» TASK DIRECTIONS
Would you work out how many of the lines below hold "above" and reply with nothing but the number?
▽
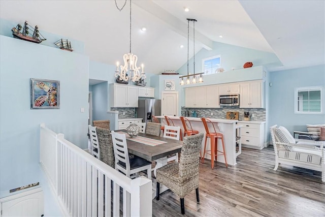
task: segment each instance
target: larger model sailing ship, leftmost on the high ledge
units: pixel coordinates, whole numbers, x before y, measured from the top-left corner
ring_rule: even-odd
[[[32,34],[29,33],[28,31],[29,29],[30,31],[32,31]],[[29,42],[34,42],[34,43],[41,43],[42,41],[46,40],[42,36],[42,34],[39,33],[39,27],[36,25],[35,28],[32,28],[30,25],[28,25],[27,21],[25,21],[23,27],[20,24],[18,24],[16,27],[13,27],[11,30],[12,30],[12,35],[16,39],[21,39]]]

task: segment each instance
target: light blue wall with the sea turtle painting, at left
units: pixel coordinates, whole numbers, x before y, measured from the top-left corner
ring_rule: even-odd
[[[87,148],[89,57],[0,37],[3,192],[40,180],[40,123]],[[60,81],[60,109],[30,109],[30,78]]]

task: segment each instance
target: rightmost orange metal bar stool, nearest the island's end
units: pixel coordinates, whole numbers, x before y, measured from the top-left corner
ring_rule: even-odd
[[[215,130],[215,127],[212,123],[211,120],[207,119],[207,118],[203,118],[201,117],[201,120],[203,122],[205,131],[206,131],[206,135],[205,135],[205,142],[204,142],[204,150],[203,150],[203,158],[202,158],[202,163],[204,163],[204,157],[205,154],[210,154],[211,155],[211,168],[213,169],[214,167],[214,160],[217,161],[217,157],[218,155],[223,155],[224,157],[224,162],[225,162],[225,166],[228,167],[227,164],[227,158],[225,156],[225,148],[224,148],[224,142],[223,142],[223,134],[222,133],[218,133]],[[211,123],[214,132],[210,133],[209,128],[208,128],[208,122]],[[208,137],[210,138],[210,145],[211,145],[211,151],[206,151],[206,146],[207,146],[207,139]],[[221,139],[221,143],[222,143],[222,151],[218,150],[218,139]],[[210,152],[210,153],[209,153]],[[220,154],[218,154],[218,152],[220,152]]]

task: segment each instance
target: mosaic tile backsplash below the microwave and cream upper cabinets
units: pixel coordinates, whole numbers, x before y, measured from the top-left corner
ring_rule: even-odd
[[[244,112],[248,111],[250,114],[250,120],[265,121],[266,120],[266,109],[262,108],[239,108],[239,106],[223,106],[221,108],[181,108],[181,115],[185,116],[185,111],[189,112],[189,116],[192,116],[192,111],[197,111],[198,117],[210,117],[210,118],[226,118],[226,112],[231,111],[239,112],[239,120],[244,119]],[[212,115],[211,115],[212,113]],[[254,117],[251,115],[254,114]]]

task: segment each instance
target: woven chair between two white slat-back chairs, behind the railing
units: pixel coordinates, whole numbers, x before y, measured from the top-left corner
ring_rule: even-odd
[[[96,133],[100,146],[100,160],[110,167],[115,168],[115,157],[111,131],[97,127]]]

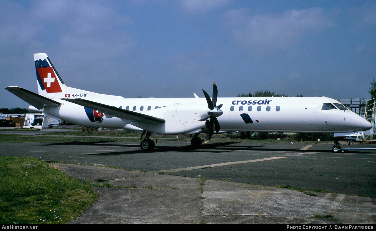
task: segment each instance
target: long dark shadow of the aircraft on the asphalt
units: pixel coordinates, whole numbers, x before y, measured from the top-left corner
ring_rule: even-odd
[[[139,145],[135,144],[109,144],[113,141],[97,141],[97,142],[56,142],[42,145],[89,145],[89,146],[114,146],[114,147],[128,147],[128,148],[140,148]],[[332,150],[300,150],[300,148],[266,148],[265,145],[232,145],[239,144],[240,142],[222,142],[222,143],[211,143],[211,144],[202,144],[199,147],[193,147],[192,145],[185,146],[168,146],[166,144],[158,144],[155,146],[153,151],[145,152],[141,149],[139,150],[130,150],[130,151],[113,151],[107,153],[96,153],[96,154],[87,154],[94,156],[112,156],[112,155],[127,155],[127,154],[137,154],[137,153],[161,153],[168,151],[177,151],[177,152],[203,152],[203,153],[223,153],[223,152],[232,152],[236,150],[243,151],[291,151],[291,152],[324,152],[332,153]]]

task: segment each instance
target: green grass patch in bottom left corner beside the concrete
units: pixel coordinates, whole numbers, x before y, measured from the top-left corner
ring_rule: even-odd
[[[32,157],[0,157],[0,223],[67,223],[95,202],[81,182]]]

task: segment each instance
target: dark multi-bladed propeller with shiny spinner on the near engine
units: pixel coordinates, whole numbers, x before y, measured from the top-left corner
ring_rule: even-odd
[[[208,131],[208,134],[206,135],[206,141],[205,141],[205,143],[207,143],[209,142],[209,140],[211,139],[213,135],[214,126],[215,126],[215,133],[218,133],[221,128],[218,123],[217,117],[223,114],[222,110],[220,109],[223,104],[216,106],[217,96],[218,96],[217,84],[213,83],[213,98],[212,99],[210,99],[209,94],[204,89],[202,89],[202,91],[204,92],[206,102],[208,102],[208,107],[209,107],[208,116],[205,116],[204,118],[200,119],[200,121],[205,121],[206,119],[209,119],[209,126],[208,126],[209,131]]]

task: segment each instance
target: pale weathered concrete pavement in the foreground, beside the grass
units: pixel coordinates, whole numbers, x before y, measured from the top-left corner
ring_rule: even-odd
[[[89,181],[100,197],[71,223],[375,223],[376,201],[339,193],[304,192],[105,167],[52,164]],[[99,184],[99,183],[98,183]],[[332,218],[315,217],[331,215]]]

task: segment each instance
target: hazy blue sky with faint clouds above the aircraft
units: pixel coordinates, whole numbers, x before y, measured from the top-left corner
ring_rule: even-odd
[[[33,54],[69,87],[124,98],[270,90],[365,98],[376,77],[376,1],[0,0],[0,108],[37,92]]]

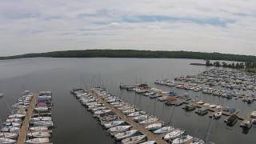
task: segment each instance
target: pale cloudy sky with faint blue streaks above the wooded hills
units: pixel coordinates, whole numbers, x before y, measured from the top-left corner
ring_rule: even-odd
[[[1,0],[0,56],[56,50],[256,55],[255,0]]]

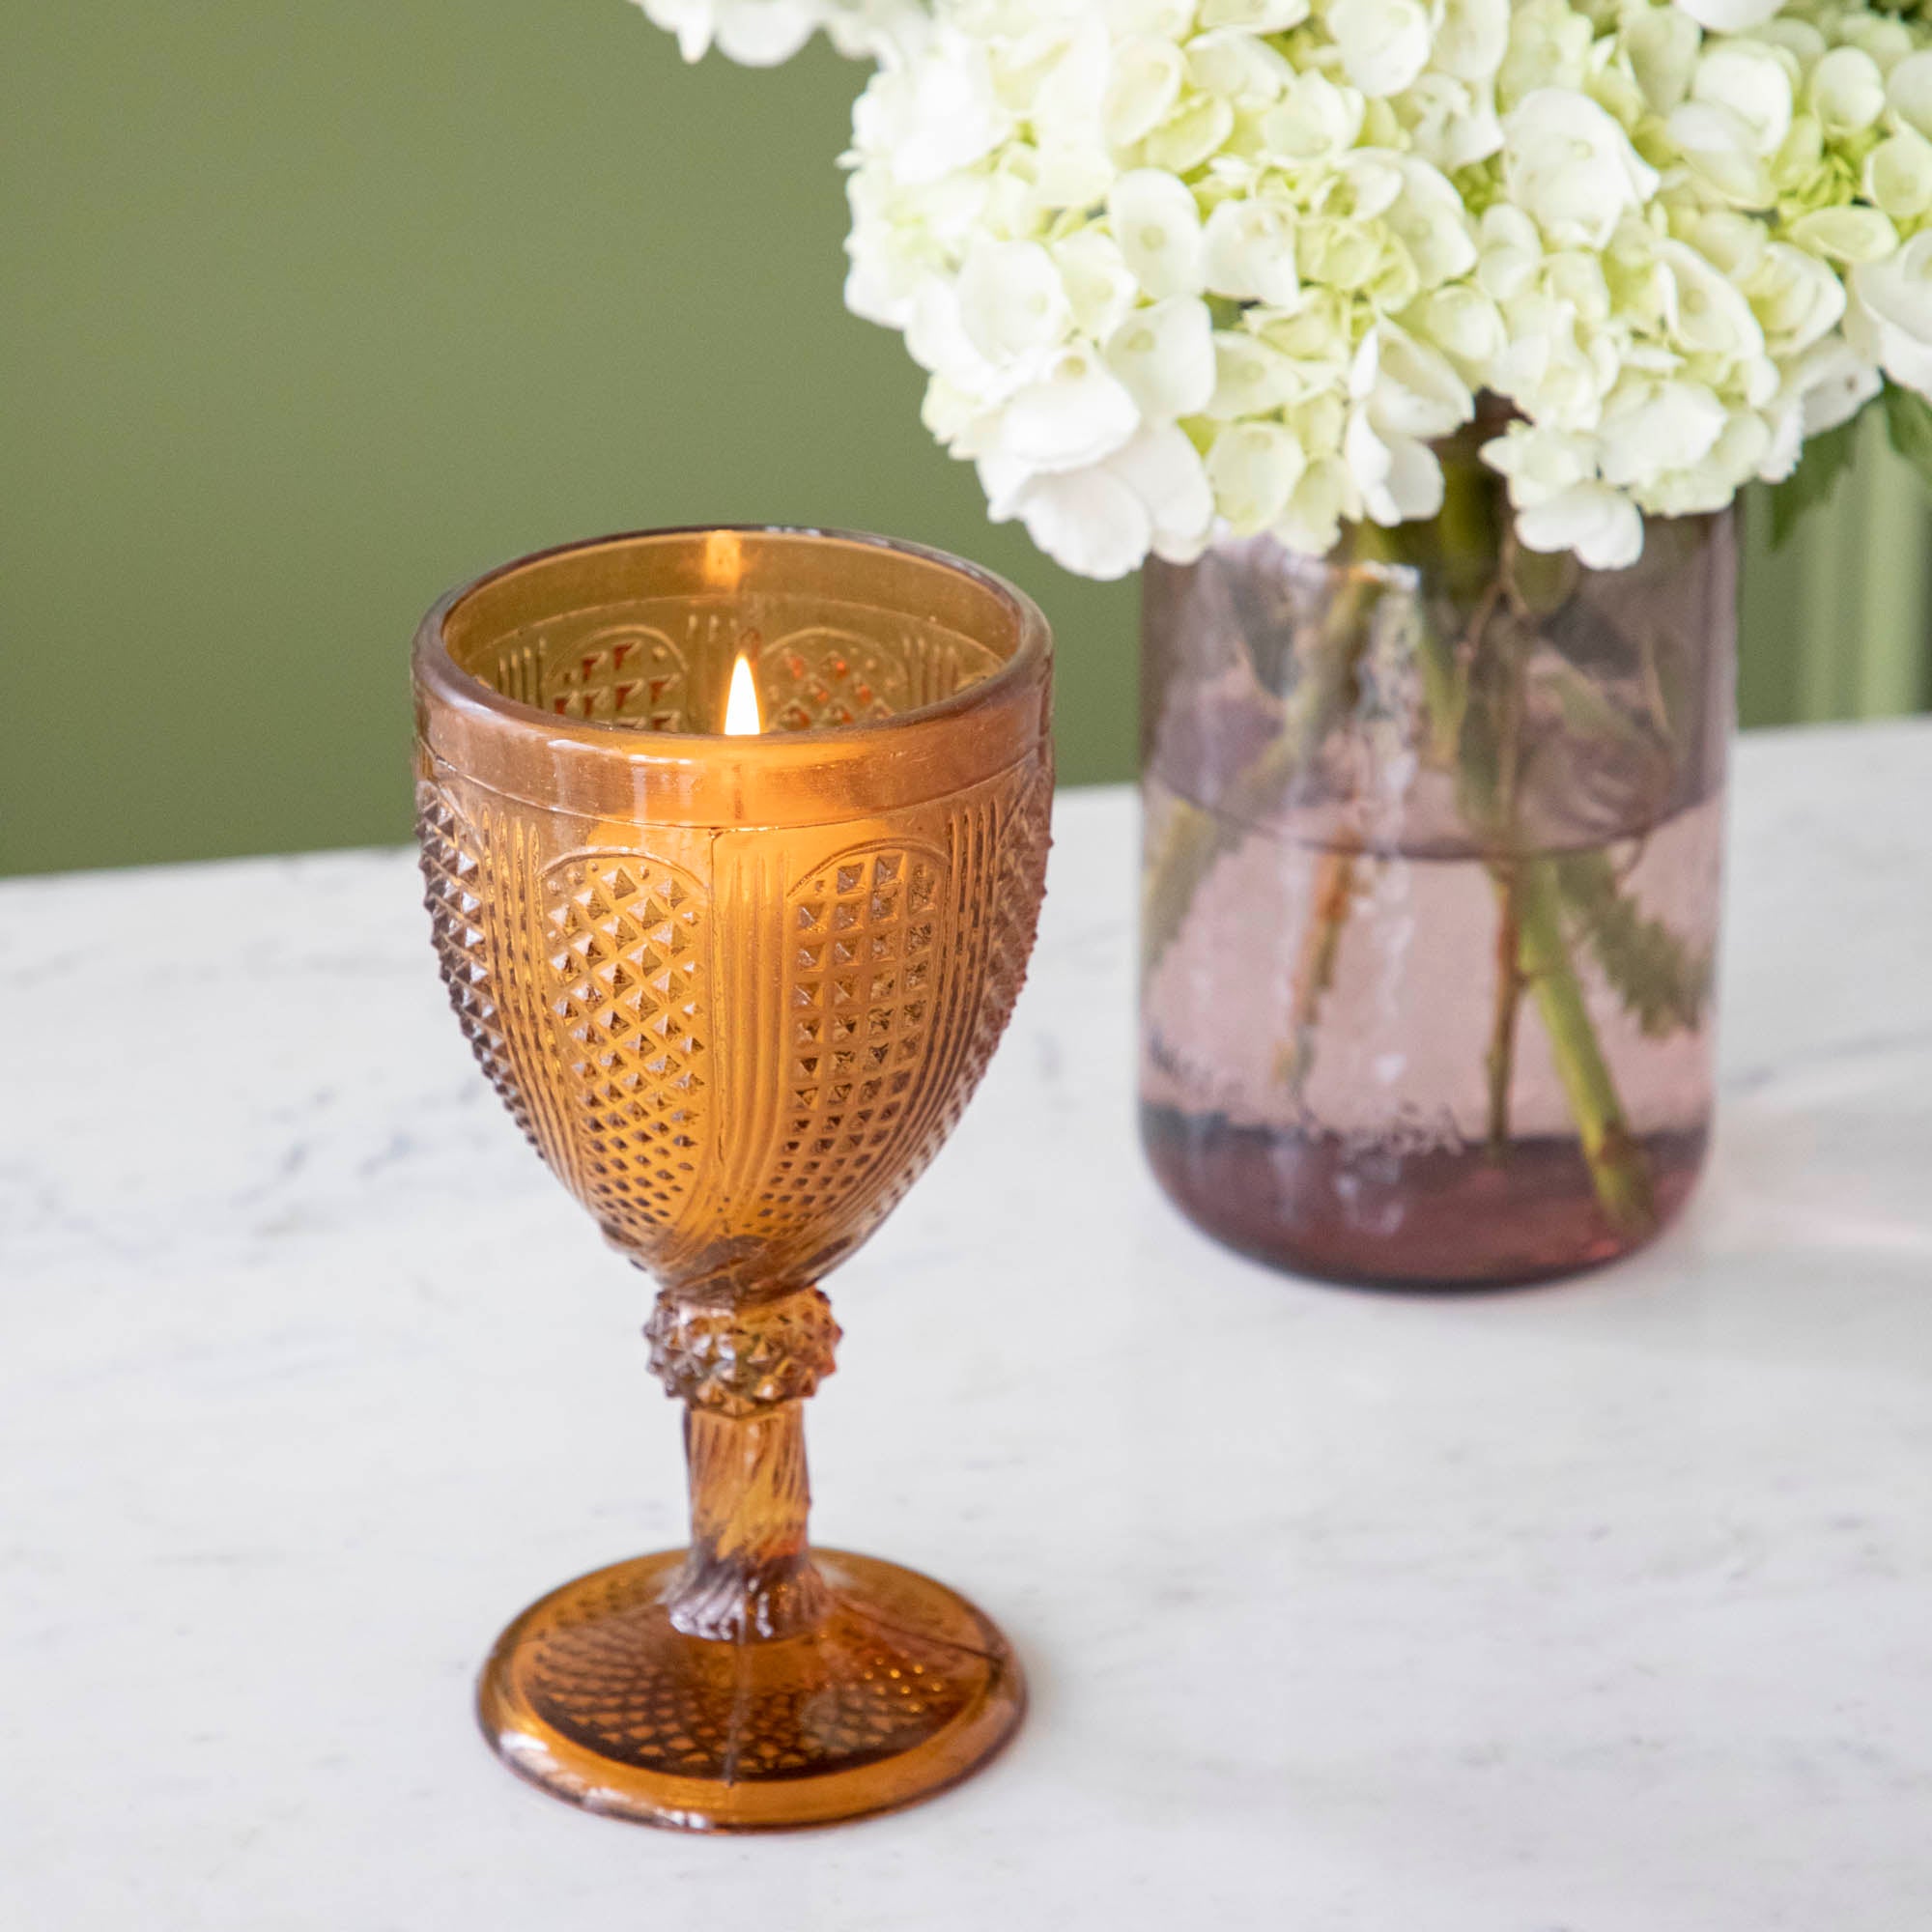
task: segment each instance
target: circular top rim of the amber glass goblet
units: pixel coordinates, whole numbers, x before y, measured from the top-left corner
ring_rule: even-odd
[[[547,564],[554,558],[585,556],[593,551],[614,549],[620,545],[709,535],[782,537],[802,539],[811,545],[858,545],[867,551],[906,558],[908,562],[933,564],[939,570],[976,583],[1001,603],[1014,620],[1018,643],[1014,645],[1012,655],[1003,659],[995,670],[989,670],[983,678],[976,678],[964,690],[952,692],[947,697],[935,697],[931,703],[908,705],[904,711],[895,711],[881,719],[856,719],[850,724],[813,724],[804,730],[761,730],[742,736],[732,736],[723,730],[649,730],[624,719],[560,717],[554,711],[545,711],[541,705],[531,705],[520,697],[510,697],[504,692],[498,692],[473,670],[466,670],[450,651],[446,626],[458,607],[469,597],[487,591],[493,583],[500,583],[518,572]],[[1043,670],[1051,657],[1051,649],[1053,630],[1039,605],[1036,605],[1034,599],[1028,597],[1016,583],[999,576],[999,572],[987,570],[983,564],[976,564],[970,558],[956,556],[952,551],[941,551],[925,543],[912,543],[902,537],[883,537],[875,531],[831,529],[815,524],[667,524],[661,527],[620,529],[605,537],[580,537],[570,543],[547,545],[541,551],[529,551],[524,556],[514,556],[504,564],[485,570],[477,578],[454,585],[429,607],[423,622],[417,626],[412,668],[417,682],[435,692],[435,696],[444,703],[460,705],[471,713],[485,713],[497,723],[520,730],[541,726],[553,738],[572,738],[587,748],[599,748],[603,752],[647,757],[653,761],[678,761],[699,755],[699,748],[715,748],[721,742],[726,742],[730,744],[734,757],[779,759],[798,757],[800,752],[810,750],[813,744],[844,746],[854,740],[885,738],[895,732],[904,732],[912,724],[939,723],[985,709],[987,705],[1007,697],[1012,686],[1024,684],[1028,678]]]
△
» SOLUTION
2